▸ **WRITTEN TASK**: Reproduce the data below without alteration, starting at its first line and ending at the line that contains "20L216 23L215 31L208", both of these lines included.

═════ EXCERPTED DATA ═════

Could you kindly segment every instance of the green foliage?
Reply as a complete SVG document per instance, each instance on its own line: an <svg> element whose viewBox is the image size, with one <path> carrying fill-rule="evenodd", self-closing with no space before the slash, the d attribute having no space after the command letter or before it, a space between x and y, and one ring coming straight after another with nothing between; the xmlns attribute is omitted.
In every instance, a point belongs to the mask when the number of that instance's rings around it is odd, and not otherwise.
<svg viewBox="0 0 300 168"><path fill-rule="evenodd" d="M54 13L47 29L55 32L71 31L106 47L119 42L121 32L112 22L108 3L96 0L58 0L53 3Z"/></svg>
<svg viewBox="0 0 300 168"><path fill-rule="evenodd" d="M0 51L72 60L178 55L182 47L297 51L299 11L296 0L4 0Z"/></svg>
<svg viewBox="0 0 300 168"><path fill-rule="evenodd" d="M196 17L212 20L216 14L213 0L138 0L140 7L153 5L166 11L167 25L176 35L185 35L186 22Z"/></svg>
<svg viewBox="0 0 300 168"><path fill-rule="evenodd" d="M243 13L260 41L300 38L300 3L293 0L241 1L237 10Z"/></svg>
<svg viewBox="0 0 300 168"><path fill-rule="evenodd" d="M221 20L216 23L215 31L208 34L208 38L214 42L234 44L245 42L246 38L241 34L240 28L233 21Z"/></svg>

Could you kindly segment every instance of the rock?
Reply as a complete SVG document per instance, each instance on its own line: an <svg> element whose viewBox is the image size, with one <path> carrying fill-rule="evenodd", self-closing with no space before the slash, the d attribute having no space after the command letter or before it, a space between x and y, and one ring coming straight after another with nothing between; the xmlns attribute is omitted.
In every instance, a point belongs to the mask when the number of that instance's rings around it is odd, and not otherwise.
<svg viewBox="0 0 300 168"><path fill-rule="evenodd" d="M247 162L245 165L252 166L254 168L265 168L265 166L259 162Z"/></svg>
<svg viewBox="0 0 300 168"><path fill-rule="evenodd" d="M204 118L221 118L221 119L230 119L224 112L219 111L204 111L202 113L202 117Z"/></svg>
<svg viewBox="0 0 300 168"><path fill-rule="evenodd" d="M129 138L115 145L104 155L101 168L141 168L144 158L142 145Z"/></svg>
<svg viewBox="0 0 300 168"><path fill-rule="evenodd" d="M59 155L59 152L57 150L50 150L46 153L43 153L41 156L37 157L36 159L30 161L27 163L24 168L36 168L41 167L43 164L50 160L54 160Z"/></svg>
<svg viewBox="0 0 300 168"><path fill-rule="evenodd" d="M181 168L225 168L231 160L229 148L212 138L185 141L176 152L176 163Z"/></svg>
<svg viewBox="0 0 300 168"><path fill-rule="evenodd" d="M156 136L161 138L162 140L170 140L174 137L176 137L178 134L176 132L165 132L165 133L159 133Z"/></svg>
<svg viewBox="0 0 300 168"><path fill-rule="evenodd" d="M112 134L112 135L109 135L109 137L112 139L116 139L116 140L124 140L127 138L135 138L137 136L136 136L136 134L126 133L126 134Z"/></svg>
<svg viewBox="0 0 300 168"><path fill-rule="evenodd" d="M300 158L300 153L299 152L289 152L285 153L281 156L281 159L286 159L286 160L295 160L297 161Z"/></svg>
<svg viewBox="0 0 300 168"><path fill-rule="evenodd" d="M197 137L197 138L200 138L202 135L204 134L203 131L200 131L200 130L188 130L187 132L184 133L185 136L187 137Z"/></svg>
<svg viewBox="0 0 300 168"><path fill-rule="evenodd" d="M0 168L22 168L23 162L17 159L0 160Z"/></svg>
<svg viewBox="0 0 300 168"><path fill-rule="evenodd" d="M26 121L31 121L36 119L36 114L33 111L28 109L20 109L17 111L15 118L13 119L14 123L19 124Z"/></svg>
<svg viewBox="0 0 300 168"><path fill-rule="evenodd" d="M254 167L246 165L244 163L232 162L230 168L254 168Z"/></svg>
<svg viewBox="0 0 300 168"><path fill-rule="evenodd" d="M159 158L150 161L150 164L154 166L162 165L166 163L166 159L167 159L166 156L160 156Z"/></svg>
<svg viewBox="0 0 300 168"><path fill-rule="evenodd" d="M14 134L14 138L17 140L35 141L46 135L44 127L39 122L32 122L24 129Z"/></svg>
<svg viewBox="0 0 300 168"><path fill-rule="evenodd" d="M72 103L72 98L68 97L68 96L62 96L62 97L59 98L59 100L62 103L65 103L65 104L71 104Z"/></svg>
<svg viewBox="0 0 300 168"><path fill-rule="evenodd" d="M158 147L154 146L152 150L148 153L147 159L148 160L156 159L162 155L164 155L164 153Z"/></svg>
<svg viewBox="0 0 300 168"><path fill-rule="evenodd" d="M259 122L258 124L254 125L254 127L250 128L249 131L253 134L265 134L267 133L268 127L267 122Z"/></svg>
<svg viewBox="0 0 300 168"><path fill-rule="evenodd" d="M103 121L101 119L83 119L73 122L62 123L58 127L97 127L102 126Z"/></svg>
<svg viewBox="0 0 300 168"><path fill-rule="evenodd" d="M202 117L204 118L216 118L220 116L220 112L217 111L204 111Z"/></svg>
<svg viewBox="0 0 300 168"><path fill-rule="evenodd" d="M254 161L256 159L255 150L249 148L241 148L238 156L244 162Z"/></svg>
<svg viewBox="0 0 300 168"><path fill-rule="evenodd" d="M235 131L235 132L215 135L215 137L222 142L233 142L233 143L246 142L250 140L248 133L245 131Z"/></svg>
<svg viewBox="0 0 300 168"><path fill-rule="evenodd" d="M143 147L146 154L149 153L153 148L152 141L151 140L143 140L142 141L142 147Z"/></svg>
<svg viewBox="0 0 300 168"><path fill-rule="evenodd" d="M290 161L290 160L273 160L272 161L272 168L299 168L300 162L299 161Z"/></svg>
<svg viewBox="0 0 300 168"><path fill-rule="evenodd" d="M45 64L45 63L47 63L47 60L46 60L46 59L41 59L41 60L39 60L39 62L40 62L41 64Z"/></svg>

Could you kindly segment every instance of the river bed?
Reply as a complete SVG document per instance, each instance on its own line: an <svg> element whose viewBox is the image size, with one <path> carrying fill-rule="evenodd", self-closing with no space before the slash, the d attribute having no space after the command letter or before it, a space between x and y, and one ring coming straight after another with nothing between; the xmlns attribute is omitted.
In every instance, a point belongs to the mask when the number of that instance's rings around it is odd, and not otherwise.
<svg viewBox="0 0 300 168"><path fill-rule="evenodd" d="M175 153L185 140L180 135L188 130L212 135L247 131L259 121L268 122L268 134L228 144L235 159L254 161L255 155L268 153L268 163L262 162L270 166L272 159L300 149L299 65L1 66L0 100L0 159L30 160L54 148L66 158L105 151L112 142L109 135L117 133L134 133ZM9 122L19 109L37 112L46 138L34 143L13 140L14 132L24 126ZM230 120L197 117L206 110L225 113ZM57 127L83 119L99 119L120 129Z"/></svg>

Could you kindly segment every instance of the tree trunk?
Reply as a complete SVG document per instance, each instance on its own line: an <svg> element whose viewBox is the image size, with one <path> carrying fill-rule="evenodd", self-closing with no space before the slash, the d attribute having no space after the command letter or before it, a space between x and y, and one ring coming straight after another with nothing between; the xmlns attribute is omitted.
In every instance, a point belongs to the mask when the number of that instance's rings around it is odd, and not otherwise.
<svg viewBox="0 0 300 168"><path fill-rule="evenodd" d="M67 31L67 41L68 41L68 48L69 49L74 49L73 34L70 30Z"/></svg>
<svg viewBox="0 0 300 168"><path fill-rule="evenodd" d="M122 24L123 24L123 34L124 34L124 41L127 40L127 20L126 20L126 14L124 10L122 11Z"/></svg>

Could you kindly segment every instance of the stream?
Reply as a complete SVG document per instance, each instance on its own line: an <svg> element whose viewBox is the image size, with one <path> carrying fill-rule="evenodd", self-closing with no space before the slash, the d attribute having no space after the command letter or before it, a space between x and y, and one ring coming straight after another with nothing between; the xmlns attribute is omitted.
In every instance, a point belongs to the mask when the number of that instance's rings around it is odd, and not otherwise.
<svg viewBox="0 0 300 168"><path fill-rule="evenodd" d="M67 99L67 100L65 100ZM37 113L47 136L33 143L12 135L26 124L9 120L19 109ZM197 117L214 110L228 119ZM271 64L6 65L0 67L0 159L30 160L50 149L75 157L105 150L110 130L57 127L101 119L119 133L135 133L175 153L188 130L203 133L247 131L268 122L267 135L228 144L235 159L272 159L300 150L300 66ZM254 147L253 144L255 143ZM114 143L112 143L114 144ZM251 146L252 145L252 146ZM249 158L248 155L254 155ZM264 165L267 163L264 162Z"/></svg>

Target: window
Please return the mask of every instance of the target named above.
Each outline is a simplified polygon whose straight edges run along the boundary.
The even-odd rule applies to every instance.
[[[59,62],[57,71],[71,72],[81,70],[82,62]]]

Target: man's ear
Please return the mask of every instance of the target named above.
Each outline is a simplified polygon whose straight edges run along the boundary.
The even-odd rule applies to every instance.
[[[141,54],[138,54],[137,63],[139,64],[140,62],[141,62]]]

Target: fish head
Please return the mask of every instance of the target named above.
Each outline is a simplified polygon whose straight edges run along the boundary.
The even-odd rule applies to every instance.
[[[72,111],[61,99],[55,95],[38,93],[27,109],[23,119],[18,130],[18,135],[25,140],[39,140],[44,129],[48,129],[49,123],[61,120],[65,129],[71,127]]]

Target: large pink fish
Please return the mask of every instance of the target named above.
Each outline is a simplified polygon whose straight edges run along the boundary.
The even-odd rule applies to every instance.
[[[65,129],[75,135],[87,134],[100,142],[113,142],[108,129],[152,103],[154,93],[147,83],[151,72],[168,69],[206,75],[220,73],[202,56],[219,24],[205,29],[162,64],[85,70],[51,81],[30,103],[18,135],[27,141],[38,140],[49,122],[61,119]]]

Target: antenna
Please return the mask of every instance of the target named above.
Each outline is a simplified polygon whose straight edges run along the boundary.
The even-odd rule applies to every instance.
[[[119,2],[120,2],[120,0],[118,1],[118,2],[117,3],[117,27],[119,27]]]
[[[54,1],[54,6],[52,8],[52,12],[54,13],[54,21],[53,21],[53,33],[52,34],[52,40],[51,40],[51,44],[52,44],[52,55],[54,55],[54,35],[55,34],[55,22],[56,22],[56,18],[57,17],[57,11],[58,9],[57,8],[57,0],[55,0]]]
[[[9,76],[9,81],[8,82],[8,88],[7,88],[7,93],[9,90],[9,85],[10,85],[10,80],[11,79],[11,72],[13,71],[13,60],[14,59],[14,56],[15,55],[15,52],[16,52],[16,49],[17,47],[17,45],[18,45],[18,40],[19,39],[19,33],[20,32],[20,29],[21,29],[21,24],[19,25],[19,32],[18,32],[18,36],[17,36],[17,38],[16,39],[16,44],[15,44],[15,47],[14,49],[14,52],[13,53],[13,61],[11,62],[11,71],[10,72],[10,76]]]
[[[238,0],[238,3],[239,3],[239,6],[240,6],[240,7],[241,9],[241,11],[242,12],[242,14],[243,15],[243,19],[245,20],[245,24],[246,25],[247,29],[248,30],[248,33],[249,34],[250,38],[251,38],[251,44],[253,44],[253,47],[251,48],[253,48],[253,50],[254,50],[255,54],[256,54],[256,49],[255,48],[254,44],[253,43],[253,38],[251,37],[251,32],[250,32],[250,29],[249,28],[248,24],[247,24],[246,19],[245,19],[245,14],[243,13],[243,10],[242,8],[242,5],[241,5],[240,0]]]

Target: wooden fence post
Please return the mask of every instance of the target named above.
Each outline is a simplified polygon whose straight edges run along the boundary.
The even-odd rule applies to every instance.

═════

▸ **RESPONSE**:
Could you kindly segment every instance of the green foliage?
Reply as a complete SVG document per instance, each instance on its own line: an <svg> element whose viewBox is the image size, with one <path> carrying fill-rule="evenodd", self-closing with no space before the slash, the d attribute having no space after the command letter or before it, a space between x and y, and one ring coming straight after another with nothing between; the xmlns attribute is omitted.
In every instance, a point belongs to the mask when the number of that instance's rings around it is odd, and not otherwise.
<svg viewBox="0 0 300 168"><path fill-rule="evenodd" d="M54 13L47 29L55 32L71 31L106 47L119 42L121 32L112 22L108 3L96 0L58 0L53 3Z"/></svg>
<svg viewBox="0 0 300 168"><path fill-rule="evenodd" d="M0 51L72 60L178 55L182 47L297 51L299 11L296 0L4 0Z"/></svg>
<svg viewBox="0 0 300 168"><path fill-rule="evenodd" d="M196 17L212 20L216 14L213 0L138 0L140 7L153 5L166 11L167 25L176 35L185 35L186 22Z"/></svg>
<svg viewBox="0 0 300 168"><path fill-rule="evenodd" d="M243 13L260 41L300 38L300 3L293 0L241 1L237 10Z"/></svg>
<svg viewBox="0 0 300 168"><path fill-rule="evenodd" d="M221 20L216 23L215 31L208 34L208 38L214 42L234 44L245 42L246 38L241 34L240 28L233 21Z"/></svg>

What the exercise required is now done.